**Schriftelijke opdracht 1**
Zet in de records de regels van de regel met "For the benchmark, mark each instance of the woman" tot en met de laatste regel van de records om in een JSON-lijst van strings. Maak één string per regel en laat lege regels weg.

**Aangeleverde tekst**
□ □ □

Indien de moeder met [de minderjarige] in [plaats] zou gaan wonen kan de zorgregeling door de week niet meer worden uitgevoerd. Met een verhuizing ontstaat er immers een afstand tussen [de minderjarige] en zijn vader van 125 kilometer enkele reis. Deze reisafstand staat de uitvoering van de zorgregeling door de week, iedere donderdagavond tot vrijdagochtend naar school, in de weg. De moeder heeft wel aangeboden dat het wegvallen van het doordeweekse contactmoment gecompenseerd kan worden door de vader een groter aandeel te geven in de vakanties of desgewenst een extra weekend. Voor de vader is dit echter geen optie omdat hij door zijn werk een beperkt aantal vakantiedagen heeft en daardoor niet meer dan de helft van de vakanties met [de minderjarige] kan doorbrengen. Weliswaar kan de frequentie van het contact deels gecompenseerd worden door digitaal contact, maar door de afstand kan de vader niet meer spontaan gaan kijken bij de zwemles van [de minderjarige] of andere sportactiviteiten, wat de vader nu wel kan en ook doet. Daarbij zorgt het wegvallen van het doordeweekse contactmoment dat de vader het dagelijkse contact met de school verliest.
5.5.
Dat de zorgregeling circa 2 jaar geleden op initiatief van de moeder is uitgebreid vanwege toenmalige capaciteitsproblemen bij de v.s.o. maakt het voorafgaande niets anders. De doordeweekse overnachting van [de minderjarige] bij de vader heeft inmiddels geen tijdelijk karakter meer en is een structureel onderdeel van de zorgregeling gaan vormen.
5.6.

□ □ □

**Vastgelegde gegevens**
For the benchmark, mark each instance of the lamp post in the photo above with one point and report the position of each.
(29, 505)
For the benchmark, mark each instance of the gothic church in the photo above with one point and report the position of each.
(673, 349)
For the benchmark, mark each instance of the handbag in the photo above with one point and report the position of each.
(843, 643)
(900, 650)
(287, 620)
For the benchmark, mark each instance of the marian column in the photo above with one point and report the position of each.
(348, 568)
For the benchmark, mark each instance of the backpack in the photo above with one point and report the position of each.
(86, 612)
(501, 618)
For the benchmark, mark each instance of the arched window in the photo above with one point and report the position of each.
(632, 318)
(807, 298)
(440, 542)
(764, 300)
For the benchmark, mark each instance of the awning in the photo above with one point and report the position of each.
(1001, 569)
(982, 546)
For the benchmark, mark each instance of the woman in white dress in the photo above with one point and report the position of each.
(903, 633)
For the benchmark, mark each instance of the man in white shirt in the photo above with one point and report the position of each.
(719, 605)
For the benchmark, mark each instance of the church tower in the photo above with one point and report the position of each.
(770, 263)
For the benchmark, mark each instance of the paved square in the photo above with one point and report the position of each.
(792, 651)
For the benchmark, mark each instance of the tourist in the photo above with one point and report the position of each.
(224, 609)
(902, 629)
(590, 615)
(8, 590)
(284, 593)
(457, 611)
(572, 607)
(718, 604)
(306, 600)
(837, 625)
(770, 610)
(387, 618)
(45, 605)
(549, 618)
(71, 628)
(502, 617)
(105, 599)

□ □ □

**Schriftelijke opdracht 2**
Typ uit de tekst over de zorgregeling letterlijk het gedeelte over van "Dat de zorgregeling" tot en met "zorgregeling gaan vormen.".

**Antwoord 1**
[
  "For the benchmark, mark each instance of the woman in white dress in the photo above with one point and report the position of each.",
  "(903, 633)",
  "For the benchmark, mark each instance of the man in white shirt in the photo above with one point and report the position of each.",
  "(719, 605)",
  "For the benchmark, mark each instance of the church tower in the photo above with one point and report the position of each.",
  "(770, 263)",
  "For the benchmark, mark each instance of the paved square in the photo above with one point and report the position of each.",
  "(792, 651)",
  "For the benchmark, mark each instance of the tourist in the photo above with one point and report the position of each.",
  "(224, 609)",
  "(902, 629)",
  "(590, 615)",
  "(8, 590)",
  "(284, 593)",
  "(457, 611)",
  "(572, 607)",
  "(718, 604)",
  "(306, 600)",
  "(837, 625)",
  "(770, 610)",
  "(387, 618)",
  "(45, 605)",
  "(549, 618)",
  "(71, 628)",
  "(502, 617)",
  "(105, 599)"
]

**Antwoord 2**
Dat de zorgregeling circa 2 jaar geleden op initiatief van de moeder is uitgebreid vanwege toenmalige capaciteitsproblemen bij de v.s.o. maakt het voorafgaande niets anders. De doordeweekse overnachting van [de minderjarige] bij de vader heeft inmiddels geen tijdelijk karakter meer en is een structureel onderdeel van de zorgregeling gaan vormen.